[INFORMATION PROVIDED]
********

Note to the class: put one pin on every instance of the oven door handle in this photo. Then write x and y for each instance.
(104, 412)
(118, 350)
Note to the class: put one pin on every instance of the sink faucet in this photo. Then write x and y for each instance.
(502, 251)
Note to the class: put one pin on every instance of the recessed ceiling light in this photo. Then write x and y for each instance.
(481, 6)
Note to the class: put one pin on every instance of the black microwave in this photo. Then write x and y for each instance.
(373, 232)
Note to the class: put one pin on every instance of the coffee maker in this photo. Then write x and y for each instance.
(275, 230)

********

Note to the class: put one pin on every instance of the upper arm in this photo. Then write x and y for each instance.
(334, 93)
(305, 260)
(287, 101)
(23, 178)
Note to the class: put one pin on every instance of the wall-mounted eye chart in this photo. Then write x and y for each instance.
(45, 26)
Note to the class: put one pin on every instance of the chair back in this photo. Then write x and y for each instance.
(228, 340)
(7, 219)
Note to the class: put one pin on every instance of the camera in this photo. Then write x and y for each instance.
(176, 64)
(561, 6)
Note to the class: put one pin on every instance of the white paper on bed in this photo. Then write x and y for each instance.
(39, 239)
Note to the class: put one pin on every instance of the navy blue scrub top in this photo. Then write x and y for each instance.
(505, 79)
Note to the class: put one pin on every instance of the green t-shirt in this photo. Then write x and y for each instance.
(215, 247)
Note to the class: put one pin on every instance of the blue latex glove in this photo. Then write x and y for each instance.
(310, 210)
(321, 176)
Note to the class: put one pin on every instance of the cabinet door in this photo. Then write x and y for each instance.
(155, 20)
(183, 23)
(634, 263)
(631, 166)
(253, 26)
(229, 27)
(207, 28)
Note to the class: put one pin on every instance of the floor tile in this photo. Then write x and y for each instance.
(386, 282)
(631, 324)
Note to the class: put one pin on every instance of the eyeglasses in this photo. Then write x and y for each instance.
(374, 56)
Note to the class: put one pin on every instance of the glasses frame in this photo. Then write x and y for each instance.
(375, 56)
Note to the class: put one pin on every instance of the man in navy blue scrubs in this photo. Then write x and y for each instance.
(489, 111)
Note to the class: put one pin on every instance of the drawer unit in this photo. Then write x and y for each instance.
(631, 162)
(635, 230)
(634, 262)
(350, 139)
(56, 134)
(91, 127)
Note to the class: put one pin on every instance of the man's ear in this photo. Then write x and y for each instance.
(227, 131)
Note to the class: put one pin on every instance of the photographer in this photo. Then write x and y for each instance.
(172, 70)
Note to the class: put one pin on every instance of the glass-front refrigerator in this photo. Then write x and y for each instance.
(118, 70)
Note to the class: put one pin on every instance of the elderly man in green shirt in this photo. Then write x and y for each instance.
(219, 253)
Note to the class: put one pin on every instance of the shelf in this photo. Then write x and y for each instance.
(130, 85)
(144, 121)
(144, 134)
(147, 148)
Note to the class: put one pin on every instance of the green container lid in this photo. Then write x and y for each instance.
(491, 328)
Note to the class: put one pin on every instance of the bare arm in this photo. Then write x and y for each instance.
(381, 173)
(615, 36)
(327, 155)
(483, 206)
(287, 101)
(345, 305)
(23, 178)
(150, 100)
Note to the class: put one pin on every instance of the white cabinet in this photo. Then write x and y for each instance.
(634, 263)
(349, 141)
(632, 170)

********

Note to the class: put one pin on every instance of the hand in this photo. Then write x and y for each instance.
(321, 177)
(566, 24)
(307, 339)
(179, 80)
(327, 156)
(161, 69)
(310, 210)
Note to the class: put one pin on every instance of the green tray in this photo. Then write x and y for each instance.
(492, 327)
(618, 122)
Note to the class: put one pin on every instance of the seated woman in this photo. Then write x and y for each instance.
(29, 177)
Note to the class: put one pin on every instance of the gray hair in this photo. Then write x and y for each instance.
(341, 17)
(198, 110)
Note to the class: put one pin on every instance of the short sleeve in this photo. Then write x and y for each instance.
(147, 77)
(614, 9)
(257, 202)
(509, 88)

********

[WRITTEN PROBLEM]
From the records above, pull out every line that contains the word "door" and copy each one unchanged.

[PROBLEM SOLUTION]
Note to the class: put one pin on every instance of the oven door handle in this photo. Then write x and y for each instance.
Note to the class: put one pin on every instance of the cabinet door in this photo. Then write x and y for each instance.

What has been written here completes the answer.